- _TEXTE FOURNI_:
━━━━

Parmi les nombreux représentants de musées et centres d’art présents au vernissage le 22 mars, l’un d’eux venu d’Outre-Rhin s’est longuement intéressé à l’installation immersive de la Hongroise Eva Magyarosi chez Analix Forever, de retour (au sous-sol) après plusieurs années d’absence. Ses dessins sur textile s’accompagnent d’une vidéo elle aussi sur le thème de l’enfance, qui fait partie d’une série présentée à la Biennale de Kochi, en Inde. L’artiste, avec une grande poésie, cherche à y dévoiler « les rêves des enfants sous leurs paupières », explique la galeriste Barbara Polla. Et d’ajouter : « Les visiteurs de Drawing Now viennent par amour du dessin et pas pour des mondanités, pour la dimension intime et humble de ce médium, qu’on retrouve dans cette vidéo d’animation ».

━━━━

- _ENTRÉES DU CORPUS_:
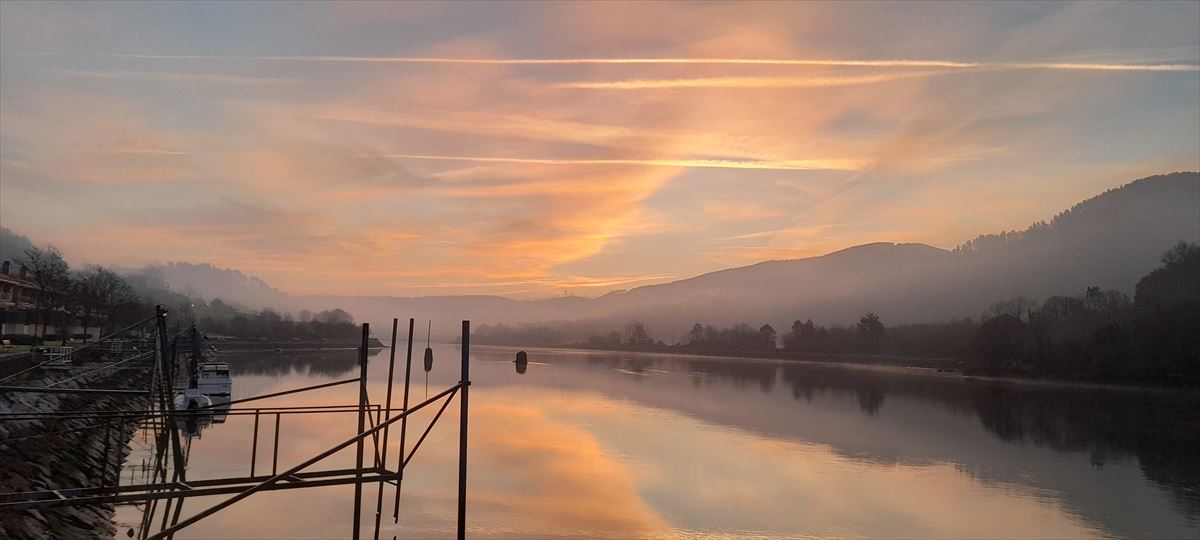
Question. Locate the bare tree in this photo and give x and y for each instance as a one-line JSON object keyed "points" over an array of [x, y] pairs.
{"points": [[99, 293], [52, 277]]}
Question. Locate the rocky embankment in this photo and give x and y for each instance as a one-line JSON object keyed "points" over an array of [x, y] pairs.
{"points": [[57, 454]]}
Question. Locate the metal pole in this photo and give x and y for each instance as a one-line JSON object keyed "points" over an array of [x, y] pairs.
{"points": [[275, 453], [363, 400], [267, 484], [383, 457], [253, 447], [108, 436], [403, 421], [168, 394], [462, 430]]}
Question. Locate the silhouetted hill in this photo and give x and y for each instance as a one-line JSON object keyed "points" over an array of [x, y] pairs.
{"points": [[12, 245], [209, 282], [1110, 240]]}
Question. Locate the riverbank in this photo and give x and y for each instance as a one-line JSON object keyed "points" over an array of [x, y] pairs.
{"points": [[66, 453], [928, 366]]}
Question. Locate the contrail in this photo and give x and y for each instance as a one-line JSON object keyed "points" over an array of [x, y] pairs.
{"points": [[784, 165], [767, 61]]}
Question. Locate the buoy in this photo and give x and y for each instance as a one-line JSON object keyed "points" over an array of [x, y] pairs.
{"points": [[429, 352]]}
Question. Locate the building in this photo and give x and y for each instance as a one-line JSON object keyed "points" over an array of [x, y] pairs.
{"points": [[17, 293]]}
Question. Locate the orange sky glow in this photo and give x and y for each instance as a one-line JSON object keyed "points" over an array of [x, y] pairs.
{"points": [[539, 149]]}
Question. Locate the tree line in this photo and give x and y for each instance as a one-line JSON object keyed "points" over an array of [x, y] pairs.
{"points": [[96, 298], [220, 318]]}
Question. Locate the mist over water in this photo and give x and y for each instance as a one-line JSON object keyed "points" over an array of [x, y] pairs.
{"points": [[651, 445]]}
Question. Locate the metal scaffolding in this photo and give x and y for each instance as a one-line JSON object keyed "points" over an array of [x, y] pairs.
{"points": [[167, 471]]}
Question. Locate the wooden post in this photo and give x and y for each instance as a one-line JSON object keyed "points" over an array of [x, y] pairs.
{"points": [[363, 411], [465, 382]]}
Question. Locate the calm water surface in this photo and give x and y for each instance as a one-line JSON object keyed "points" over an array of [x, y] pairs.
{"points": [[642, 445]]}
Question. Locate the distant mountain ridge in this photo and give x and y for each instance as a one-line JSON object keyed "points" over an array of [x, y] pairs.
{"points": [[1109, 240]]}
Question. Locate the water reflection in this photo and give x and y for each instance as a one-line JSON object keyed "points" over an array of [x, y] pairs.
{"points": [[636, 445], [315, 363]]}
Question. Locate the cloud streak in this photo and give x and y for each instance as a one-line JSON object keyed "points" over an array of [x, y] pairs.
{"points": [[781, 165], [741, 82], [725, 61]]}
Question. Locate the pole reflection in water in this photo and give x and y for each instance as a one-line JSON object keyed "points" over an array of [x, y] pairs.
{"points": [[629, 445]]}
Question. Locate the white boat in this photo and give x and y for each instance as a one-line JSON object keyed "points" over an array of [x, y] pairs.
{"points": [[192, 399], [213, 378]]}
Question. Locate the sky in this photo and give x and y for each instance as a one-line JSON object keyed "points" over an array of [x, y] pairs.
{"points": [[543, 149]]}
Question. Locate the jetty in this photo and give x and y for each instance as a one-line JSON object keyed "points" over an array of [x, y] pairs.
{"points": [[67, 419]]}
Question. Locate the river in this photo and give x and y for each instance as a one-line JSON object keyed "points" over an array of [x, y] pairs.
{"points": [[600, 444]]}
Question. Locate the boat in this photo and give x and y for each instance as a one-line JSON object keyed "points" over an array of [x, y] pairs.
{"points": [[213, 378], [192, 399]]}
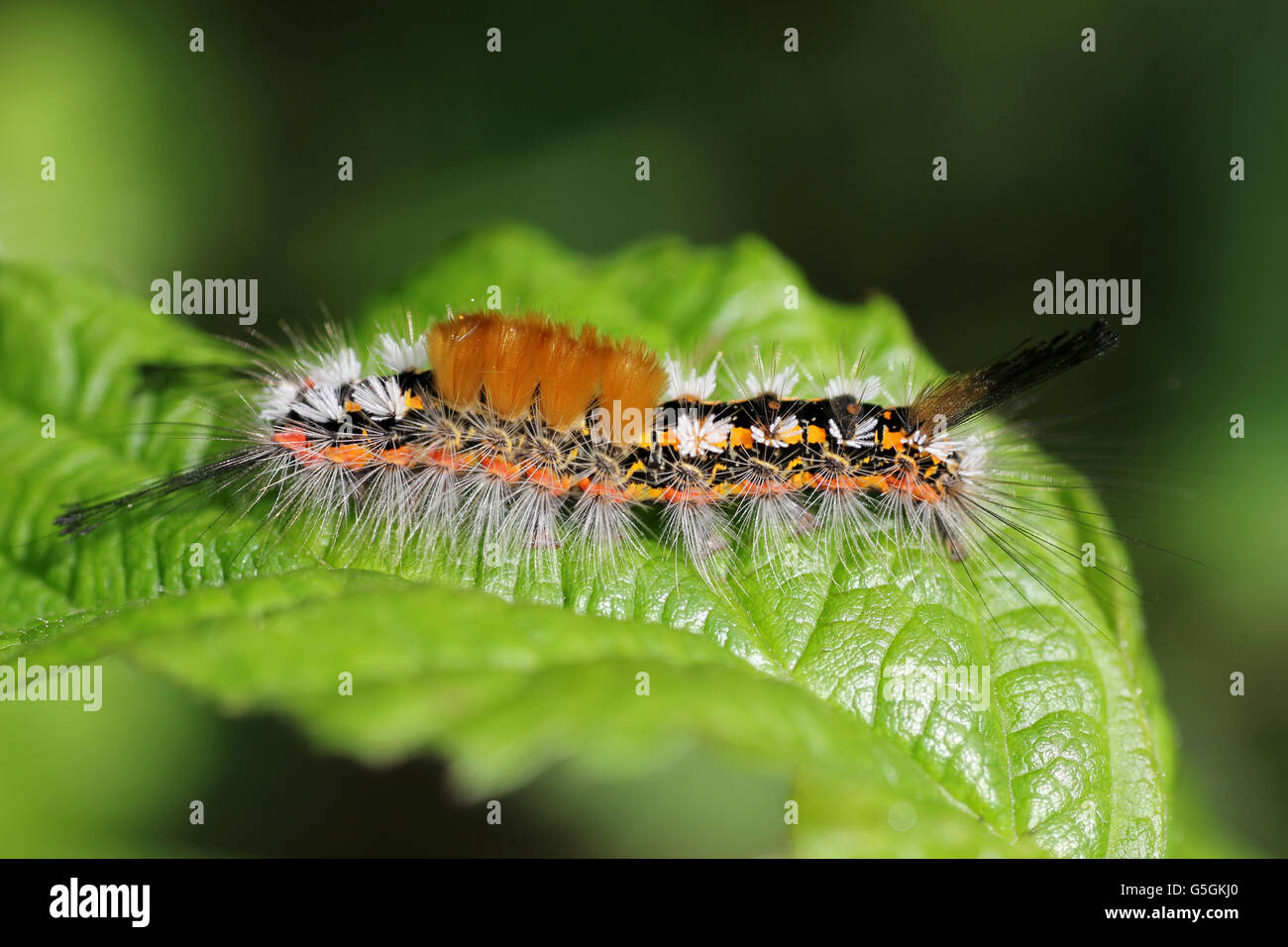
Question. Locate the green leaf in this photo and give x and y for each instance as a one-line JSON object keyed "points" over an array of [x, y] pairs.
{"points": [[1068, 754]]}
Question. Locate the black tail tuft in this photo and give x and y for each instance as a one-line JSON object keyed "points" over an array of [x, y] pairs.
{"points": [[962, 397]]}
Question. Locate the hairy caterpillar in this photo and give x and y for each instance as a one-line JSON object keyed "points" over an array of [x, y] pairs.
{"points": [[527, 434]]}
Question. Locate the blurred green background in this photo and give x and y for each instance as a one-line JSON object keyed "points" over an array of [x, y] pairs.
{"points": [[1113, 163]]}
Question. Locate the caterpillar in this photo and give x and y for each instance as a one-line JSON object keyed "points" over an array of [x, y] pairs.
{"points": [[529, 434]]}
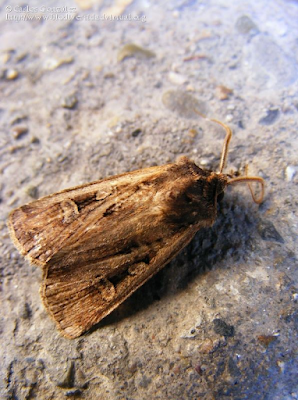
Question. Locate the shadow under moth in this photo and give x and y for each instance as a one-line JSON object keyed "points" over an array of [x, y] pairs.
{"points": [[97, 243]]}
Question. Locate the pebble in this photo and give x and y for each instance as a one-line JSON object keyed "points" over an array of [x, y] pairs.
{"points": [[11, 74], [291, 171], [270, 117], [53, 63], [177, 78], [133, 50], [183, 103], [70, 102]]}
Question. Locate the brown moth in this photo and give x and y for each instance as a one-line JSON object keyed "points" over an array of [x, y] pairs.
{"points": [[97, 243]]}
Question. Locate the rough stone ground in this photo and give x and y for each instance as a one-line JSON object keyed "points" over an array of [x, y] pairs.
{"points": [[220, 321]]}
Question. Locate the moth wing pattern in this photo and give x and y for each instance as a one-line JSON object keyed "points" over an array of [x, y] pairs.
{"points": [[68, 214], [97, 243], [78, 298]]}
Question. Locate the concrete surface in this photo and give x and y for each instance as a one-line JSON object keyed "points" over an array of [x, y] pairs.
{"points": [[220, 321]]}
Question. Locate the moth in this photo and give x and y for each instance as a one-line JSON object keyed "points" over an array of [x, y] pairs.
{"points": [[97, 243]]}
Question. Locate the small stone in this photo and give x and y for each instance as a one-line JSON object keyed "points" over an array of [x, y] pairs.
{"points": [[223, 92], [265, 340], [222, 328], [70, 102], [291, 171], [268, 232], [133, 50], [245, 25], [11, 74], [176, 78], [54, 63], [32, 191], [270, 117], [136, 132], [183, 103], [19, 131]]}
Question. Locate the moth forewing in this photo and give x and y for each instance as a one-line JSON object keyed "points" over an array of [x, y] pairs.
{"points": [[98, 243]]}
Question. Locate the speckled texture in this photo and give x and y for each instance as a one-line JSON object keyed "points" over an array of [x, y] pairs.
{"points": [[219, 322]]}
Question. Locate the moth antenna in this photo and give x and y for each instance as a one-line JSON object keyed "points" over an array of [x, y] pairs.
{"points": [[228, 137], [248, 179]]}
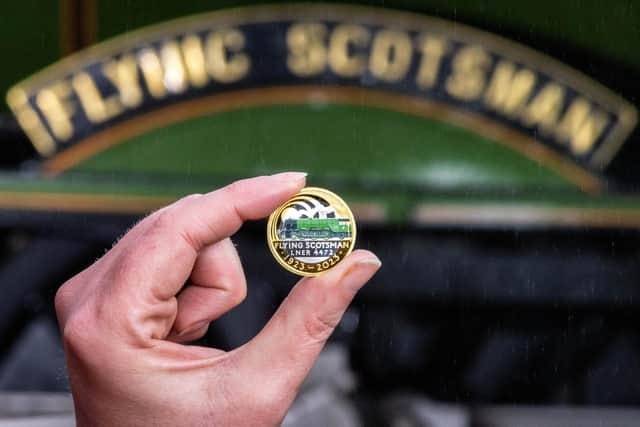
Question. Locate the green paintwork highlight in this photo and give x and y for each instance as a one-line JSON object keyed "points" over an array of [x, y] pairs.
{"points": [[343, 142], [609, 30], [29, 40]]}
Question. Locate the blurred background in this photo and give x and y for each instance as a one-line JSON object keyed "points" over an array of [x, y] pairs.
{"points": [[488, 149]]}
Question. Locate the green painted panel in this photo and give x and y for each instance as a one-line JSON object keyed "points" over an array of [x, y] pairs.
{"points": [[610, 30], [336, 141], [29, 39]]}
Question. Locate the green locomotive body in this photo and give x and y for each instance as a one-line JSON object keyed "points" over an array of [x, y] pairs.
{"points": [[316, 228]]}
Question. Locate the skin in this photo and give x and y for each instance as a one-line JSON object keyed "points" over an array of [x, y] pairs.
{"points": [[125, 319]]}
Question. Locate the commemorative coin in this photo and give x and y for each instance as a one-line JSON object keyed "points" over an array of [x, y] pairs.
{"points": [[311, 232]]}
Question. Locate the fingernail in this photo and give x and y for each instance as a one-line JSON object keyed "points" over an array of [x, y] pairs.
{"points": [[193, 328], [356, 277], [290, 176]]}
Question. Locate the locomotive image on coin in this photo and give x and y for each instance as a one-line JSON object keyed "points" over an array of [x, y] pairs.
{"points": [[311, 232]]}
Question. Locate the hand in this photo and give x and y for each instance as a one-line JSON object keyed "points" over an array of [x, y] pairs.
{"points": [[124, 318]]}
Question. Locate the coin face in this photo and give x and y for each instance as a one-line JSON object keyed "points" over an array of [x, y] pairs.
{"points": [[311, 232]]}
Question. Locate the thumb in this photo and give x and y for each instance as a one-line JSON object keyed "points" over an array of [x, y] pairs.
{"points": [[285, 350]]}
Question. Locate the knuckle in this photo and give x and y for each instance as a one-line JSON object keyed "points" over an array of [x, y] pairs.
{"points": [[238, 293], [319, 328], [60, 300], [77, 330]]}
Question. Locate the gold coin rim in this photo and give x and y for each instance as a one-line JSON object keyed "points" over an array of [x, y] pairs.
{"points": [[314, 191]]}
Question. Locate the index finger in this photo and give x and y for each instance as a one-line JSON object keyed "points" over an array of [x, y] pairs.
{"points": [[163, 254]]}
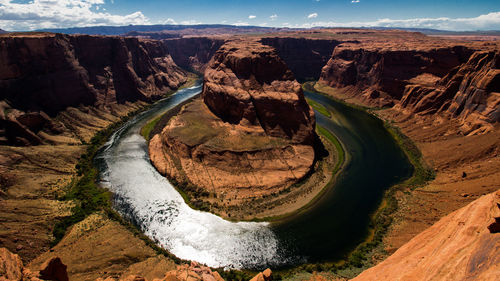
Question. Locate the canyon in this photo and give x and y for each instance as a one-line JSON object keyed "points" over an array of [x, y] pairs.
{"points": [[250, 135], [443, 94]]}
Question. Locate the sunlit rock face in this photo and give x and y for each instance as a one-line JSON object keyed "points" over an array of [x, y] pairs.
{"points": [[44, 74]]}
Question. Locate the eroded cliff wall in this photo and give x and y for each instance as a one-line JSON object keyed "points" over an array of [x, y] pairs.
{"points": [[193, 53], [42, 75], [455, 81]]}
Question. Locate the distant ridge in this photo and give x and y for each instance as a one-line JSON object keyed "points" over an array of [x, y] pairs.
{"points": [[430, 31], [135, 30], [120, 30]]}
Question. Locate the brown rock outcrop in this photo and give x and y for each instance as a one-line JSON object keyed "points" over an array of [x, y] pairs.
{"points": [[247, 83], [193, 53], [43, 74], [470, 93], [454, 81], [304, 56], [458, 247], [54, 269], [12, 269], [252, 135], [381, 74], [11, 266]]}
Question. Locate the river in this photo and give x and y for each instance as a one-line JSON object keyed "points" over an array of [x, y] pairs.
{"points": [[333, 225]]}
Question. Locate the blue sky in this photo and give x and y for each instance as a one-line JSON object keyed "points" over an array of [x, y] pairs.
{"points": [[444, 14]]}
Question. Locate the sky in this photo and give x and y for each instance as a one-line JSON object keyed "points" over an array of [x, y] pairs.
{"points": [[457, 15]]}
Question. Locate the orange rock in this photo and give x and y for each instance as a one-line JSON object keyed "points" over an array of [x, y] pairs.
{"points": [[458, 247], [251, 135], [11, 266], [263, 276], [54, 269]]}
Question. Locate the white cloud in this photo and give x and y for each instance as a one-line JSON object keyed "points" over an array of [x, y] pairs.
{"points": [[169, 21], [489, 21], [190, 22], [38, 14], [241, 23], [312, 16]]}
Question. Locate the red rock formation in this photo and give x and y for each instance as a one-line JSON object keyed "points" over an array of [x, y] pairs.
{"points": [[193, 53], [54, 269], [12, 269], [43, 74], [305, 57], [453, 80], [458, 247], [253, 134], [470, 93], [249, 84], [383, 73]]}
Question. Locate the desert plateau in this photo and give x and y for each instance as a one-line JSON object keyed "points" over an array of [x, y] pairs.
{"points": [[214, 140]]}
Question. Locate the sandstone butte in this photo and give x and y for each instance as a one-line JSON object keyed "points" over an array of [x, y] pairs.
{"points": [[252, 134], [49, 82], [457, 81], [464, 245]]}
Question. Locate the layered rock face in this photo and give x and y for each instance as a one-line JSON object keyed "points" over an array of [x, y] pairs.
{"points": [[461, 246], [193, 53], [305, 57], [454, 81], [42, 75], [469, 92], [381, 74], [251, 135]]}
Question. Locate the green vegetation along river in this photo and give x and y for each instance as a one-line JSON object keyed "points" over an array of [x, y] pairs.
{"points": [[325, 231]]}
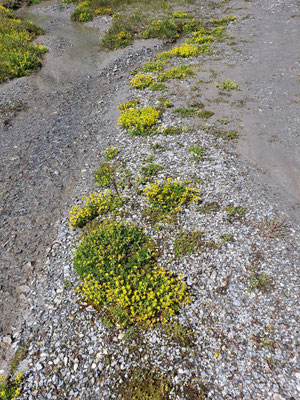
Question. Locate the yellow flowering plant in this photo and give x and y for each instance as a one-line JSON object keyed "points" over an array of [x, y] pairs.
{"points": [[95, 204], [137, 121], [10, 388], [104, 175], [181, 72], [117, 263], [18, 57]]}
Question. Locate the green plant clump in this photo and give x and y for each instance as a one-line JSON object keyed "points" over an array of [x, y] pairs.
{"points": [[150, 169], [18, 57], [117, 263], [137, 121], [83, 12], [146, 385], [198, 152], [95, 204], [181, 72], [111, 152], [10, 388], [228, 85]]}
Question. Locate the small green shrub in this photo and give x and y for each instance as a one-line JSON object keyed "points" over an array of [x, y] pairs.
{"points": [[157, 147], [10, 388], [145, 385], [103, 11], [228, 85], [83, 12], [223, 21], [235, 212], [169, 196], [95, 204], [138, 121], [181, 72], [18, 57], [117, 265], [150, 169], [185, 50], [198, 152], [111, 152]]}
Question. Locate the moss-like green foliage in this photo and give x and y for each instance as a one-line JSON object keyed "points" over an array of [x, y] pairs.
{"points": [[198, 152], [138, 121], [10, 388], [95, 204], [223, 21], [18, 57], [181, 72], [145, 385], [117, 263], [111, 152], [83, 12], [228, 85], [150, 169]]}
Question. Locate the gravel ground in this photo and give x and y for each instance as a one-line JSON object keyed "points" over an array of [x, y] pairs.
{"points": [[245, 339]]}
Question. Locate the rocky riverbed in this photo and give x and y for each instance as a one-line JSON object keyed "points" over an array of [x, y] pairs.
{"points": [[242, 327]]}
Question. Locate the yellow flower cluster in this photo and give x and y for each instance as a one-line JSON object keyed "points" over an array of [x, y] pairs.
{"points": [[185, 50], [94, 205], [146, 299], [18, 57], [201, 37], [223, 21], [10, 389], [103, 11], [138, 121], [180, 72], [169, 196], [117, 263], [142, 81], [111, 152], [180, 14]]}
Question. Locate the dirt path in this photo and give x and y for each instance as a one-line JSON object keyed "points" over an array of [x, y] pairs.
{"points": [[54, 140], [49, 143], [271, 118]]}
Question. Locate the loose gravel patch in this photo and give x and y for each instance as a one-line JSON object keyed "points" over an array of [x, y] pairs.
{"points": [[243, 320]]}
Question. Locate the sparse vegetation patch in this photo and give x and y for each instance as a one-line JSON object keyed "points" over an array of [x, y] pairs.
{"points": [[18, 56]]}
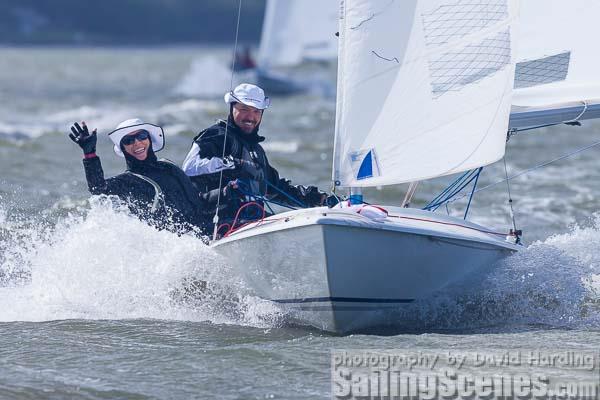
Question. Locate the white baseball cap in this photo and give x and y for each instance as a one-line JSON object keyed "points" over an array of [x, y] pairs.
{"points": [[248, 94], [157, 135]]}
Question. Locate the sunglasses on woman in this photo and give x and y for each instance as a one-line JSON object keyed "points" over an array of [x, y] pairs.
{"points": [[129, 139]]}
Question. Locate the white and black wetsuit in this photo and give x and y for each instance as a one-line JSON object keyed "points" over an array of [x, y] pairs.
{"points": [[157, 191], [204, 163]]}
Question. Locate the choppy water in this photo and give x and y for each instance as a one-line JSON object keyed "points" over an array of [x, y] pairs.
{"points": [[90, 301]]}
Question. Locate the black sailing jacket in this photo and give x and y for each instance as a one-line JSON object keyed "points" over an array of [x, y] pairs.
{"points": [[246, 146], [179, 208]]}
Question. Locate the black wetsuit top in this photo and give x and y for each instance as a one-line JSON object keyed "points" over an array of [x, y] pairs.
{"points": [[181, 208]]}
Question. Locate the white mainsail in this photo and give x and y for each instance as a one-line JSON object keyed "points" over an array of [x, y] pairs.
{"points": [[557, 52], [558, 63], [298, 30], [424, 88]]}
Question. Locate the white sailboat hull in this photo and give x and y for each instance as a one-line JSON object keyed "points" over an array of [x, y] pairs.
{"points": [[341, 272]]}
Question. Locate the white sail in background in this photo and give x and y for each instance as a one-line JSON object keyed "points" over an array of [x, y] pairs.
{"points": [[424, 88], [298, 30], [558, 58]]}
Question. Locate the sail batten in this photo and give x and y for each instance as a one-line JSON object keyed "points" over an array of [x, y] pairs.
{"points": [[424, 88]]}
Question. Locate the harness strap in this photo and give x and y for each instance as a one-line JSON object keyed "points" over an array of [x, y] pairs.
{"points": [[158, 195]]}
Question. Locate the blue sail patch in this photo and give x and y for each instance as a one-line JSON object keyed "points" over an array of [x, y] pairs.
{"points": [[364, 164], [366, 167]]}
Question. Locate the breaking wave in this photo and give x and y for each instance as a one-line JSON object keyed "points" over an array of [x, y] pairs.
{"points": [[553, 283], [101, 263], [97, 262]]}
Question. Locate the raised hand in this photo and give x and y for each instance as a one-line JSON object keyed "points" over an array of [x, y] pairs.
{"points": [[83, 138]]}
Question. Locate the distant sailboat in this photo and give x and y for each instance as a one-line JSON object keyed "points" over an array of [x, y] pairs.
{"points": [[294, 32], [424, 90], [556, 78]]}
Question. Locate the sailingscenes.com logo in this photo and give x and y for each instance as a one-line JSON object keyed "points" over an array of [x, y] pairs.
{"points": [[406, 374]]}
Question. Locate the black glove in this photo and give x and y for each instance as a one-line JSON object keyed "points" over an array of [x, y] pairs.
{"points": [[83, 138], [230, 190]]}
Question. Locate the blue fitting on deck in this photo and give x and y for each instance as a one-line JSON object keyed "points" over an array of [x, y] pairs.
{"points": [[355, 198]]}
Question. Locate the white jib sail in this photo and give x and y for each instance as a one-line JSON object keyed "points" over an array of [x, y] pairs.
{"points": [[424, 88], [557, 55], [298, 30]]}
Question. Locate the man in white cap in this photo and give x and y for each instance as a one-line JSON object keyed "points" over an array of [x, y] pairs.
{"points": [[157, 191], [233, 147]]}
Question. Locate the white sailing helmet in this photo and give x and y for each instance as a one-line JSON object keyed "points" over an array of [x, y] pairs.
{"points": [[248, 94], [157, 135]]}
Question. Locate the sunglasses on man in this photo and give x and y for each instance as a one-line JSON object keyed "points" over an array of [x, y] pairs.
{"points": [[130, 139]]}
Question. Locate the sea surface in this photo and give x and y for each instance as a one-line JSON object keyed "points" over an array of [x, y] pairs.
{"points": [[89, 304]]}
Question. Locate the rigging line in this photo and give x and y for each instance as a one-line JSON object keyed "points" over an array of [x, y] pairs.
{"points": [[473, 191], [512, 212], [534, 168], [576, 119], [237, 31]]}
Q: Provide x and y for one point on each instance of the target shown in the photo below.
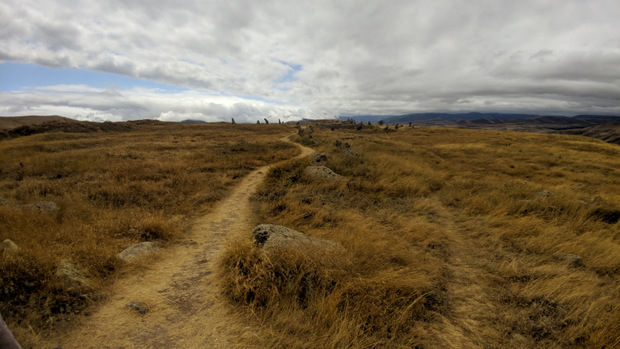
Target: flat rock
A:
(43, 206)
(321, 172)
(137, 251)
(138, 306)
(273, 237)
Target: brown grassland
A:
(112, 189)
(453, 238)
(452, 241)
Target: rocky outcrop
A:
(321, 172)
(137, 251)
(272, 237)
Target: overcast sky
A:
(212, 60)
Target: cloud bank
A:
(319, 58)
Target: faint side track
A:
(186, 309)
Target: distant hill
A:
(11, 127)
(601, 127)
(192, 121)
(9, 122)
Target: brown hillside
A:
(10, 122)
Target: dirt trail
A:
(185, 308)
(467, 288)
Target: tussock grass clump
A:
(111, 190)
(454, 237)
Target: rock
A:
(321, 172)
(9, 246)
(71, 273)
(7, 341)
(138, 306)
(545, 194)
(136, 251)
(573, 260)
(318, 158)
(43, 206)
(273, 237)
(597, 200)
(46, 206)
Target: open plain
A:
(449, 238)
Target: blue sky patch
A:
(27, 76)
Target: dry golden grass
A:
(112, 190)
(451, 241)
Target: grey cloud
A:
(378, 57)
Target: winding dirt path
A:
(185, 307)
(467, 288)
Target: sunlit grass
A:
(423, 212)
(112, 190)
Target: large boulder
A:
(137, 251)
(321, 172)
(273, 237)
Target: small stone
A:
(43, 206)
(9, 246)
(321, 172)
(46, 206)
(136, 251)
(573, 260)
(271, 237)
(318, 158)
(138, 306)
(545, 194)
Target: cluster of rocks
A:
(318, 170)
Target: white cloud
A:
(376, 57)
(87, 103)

━━━━

- _ESSAYEZ_:
Résumez en deux phrases le texte sur l'installation d'Eva Magyarosi. Les items n'ont aucun lien avec le texte.

- _RÉPONSE PROPOSÉE_:
Au vernissage du 22 mars, un représentant de musée venu d'Outre-Rhin s'est longuement intéressé à l'installation immersive de la Hongroise Eva Magyarosi chez Analix Forever, qui associe des dessins sur textile à une vidéo sur le thème de l'enfance. Selon la galeriste Barbara Polla, l'artiste cherche à dévoiler « les rêves des enfants sous leurs paupières », et les visiteurs de Drawing Now viennent par amour du dessin et de sa dimension intime et humble, présente dans cette vidéo d'animation.